:: 节选文字
目标检测的任务是让计算机回答"图像中有什么物体，在哪里"这个关键问题。从2014年R-CNN的诞生到现在，目标检测经历了革命性的发展。本章我们将学习两阶段检测器（R-CNN系列）的原理，理解从区域提议到特征提取再到分类的完整流程。

1. 环境声明

Python版本：Python 3.12+
PyTorch版本：PyTorch 2.2+
torchvision版本：0.17+
OpenCV版本：4.10+
NumPy版本：1.26+

2. 目标检测概述

2.1 目标检测 vs 图像分类

图像分类：判断图像中主要物体属于哪一类
目标检测：不仅要识别类别，还要定位物体的位置（边界框）

目标检测的输出：

边界框（Bounding Box）：(x_min, y_min, x_max, y_max) 或 (x_center, y_center, width, height)
类别标签：物体的类别
置信度：模型对预测的置信程度

import torch
import numpy as np
import matplotlib.pyplot as plt
import matplotlib.patches as patches

def visualize_detection_outputs():
    """可视化目标检测的输出"""

    fig, axes = plt.subplots(1, 3, figsize=(15, 5))

    # 图像分类
    axes[0].text(0.5, 0.5, '图像分类\n输出: 类别标签\n例如: "狗" (0.95)',
                ha='center', va='center', fontsize=14,
                bbox=dict(boxstyle='round', facecolor='lightblue'))
    axes[0].set_title('图像分类')
    axes[0].axis('off')
::::
:: 数据条目
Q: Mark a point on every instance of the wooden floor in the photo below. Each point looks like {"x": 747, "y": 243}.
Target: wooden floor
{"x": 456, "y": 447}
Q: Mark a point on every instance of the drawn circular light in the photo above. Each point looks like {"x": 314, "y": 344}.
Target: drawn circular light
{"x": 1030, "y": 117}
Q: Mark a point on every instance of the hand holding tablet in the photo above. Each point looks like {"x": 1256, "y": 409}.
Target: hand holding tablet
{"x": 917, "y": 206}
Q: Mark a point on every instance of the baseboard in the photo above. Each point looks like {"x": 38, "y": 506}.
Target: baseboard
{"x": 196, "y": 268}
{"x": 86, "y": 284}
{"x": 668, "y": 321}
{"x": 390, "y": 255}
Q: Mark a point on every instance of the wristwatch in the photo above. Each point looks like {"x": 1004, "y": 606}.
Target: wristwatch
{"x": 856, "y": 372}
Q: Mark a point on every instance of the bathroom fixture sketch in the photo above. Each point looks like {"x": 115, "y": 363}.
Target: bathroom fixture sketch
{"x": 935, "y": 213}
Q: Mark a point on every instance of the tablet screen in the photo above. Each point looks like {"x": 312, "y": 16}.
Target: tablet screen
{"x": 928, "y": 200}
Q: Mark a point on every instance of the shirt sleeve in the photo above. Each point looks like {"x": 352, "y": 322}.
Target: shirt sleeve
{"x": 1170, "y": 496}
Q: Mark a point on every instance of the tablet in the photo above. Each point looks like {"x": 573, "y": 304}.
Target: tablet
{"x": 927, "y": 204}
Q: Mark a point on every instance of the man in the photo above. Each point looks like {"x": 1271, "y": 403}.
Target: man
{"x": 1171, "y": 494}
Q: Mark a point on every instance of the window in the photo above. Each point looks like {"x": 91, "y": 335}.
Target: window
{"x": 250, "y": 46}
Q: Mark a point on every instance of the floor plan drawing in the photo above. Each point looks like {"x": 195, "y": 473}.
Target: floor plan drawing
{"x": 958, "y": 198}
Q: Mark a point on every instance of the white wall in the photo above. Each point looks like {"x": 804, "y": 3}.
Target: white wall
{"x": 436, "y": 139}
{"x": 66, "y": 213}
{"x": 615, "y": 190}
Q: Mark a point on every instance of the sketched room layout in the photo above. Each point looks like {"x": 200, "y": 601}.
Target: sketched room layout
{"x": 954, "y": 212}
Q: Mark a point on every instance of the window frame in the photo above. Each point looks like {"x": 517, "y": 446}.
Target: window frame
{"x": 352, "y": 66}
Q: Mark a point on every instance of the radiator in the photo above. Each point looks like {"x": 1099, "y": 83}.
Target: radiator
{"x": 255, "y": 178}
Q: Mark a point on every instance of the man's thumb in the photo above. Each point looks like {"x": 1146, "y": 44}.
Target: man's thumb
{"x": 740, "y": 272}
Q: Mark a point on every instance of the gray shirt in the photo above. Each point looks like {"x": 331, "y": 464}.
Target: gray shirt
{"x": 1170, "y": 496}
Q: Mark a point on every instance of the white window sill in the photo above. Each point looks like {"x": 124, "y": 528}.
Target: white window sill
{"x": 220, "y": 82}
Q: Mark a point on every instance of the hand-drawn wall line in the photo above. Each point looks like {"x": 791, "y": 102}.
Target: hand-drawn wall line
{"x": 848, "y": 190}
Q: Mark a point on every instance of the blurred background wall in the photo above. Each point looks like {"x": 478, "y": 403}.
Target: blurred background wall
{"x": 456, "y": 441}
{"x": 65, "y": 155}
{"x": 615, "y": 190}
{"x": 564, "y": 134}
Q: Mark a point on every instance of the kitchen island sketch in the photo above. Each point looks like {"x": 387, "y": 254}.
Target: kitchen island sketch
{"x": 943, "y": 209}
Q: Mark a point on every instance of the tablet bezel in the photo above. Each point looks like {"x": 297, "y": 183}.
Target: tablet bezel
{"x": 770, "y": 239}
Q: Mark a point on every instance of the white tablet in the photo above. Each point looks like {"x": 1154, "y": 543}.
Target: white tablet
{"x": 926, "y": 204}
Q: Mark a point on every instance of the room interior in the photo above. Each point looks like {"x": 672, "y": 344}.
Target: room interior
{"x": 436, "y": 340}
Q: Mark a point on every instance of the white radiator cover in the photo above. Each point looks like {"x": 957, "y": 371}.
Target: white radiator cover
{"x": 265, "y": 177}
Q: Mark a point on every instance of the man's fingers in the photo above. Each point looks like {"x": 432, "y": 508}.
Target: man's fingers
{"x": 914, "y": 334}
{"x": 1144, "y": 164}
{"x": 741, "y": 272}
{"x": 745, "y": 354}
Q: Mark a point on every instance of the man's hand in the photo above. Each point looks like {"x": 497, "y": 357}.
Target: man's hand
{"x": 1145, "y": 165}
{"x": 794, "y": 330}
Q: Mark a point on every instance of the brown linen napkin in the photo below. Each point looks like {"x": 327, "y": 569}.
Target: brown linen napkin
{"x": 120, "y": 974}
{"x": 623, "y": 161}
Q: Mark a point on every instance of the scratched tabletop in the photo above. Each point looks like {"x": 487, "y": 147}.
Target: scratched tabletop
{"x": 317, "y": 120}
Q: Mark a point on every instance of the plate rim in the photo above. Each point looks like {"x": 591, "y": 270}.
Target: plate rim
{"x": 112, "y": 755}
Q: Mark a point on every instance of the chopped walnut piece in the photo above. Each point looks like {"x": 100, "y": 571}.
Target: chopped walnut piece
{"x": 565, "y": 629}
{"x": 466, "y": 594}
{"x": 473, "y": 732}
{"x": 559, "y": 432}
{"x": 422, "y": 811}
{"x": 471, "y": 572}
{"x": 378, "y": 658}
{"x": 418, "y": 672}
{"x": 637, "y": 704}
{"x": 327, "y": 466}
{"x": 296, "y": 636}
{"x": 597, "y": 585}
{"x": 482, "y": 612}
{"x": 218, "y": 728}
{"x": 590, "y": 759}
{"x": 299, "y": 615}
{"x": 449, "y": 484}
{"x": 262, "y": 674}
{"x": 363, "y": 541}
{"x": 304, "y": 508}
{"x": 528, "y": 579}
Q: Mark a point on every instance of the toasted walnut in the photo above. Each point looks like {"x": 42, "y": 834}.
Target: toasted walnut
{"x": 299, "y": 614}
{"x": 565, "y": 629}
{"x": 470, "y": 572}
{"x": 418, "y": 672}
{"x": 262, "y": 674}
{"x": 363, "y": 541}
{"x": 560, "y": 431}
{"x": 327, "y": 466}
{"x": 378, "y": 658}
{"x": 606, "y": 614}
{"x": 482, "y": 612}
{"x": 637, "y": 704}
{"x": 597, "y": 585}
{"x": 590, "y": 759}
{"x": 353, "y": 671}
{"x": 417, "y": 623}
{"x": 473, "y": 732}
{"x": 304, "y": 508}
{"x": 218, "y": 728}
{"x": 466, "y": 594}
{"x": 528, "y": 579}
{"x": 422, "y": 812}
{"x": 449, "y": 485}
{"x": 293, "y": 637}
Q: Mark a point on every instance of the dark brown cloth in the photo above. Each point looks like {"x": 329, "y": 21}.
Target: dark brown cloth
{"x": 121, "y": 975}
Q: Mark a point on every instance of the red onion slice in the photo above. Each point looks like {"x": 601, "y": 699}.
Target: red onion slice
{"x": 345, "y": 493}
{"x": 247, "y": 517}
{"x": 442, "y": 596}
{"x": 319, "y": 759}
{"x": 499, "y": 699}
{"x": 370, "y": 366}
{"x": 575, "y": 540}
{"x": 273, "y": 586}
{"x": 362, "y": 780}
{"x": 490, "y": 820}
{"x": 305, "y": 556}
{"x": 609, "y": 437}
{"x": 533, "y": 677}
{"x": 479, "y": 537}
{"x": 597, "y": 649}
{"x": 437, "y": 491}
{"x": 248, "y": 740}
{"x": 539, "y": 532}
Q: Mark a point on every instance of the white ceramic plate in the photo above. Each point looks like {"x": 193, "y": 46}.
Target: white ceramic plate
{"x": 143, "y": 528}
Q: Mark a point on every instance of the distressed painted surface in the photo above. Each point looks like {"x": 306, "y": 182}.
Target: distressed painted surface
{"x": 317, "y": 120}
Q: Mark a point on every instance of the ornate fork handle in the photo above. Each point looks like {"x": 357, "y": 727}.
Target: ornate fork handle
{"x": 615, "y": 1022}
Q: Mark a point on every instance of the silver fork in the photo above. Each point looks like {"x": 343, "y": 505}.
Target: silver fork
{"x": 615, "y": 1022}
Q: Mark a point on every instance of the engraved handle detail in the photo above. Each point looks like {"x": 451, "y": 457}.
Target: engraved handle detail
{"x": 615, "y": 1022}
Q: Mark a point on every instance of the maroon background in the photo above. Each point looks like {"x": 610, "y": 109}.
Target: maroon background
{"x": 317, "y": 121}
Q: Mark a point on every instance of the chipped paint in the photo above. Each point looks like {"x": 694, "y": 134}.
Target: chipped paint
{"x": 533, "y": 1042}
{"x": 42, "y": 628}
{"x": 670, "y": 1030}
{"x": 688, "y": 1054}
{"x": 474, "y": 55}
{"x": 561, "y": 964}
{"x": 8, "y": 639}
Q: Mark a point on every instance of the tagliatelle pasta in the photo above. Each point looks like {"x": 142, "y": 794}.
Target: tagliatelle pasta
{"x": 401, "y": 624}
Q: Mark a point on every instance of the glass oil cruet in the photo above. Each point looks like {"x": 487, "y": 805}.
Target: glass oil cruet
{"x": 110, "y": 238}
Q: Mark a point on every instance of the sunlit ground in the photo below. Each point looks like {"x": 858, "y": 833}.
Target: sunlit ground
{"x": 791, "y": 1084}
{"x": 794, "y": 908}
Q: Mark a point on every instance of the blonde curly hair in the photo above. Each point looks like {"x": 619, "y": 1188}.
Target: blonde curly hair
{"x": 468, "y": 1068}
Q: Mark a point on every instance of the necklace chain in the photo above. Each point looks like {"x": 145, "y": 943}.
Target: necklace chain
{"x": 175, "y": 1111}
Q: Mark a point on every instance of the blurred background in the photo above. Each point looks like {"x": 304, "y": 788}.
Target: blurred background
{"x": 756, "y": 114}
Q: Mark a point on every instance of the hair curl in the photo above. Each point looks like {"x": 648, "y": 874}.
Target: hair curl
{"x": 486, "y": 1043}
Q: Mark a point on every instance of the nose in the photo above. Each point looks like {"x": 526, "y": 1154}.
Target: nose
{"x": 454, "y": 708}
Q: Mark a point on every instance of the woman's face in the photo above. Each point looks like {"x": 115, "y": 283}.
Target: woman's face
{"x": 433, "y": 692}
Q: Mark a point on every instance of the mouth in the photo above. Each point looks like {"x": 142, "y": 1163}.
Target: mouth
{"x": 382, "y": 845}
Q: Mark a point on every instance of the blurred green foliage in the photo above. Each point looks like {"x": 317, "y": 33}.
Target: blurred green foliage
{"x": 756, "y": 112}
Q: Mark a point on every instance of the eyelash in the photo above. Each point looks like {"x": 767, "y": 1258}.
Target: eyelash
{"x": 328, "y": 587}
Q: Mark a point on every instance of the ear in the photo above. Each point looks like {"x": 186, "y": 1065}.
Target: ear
::::
### 练习任务
a) 在这篇关于目标检测的节选文字中，R-CNN诞生于哪一年？
b) 请把目标检测节选文字中以"目标检测的任务是让计算机回答"开头的段落改写得更简短，保留其主要事实。
c) 接着这篇关于目标检测的节选文字停下的地方往下写完后续部分。

### 参考答案
a) 2014年。

b) 目标检测要让计算机回答"图像中有什么物体，在哪里"。自2014年R-CNN诞生以来，这一领域经历了革命性的发展。本章讲解两阶段检测器（R-CNN系列）的原理，以及从区域提议、特征提取到分类的完整流程。

c)
    # 目标检测
    axes[1].text(0.5, 0.5, '目标检测\n输出: 边界框 + 类别 + 置信度\n例如: 狗 [0.95] @ (x,y,w,h)',
                ha='center', va='center', fontsize=14,
                bbox=dict(boxstyle='round', facecolor='lightgreen'))
    axes[1].set_title('目标检测')
    axes[1].axis('off')

    # 语义分割
    axes[2].text(0.5, 0.5, '语义分割\n输出: 每个像素的类别\n例如: 狗=1, 背景=0',
                ha='center', va='center', fontsize=14,
                bbox=dict(boxstyle='round', facecolor='lightyellow'))
    axes[2].set_title('语义分割')
    axes[2].axis('off')

    plt.tight_layout()
    plt.show()

    print("\n目标检测的两大类别:")
    print("1. 两阶段检测器 (Two-stage): R-CNN, Fast R-CNN, Faster R-CNN")
    print("2. 单阶段检测器 (One-stage): YOLO, SSD, RetinaNet")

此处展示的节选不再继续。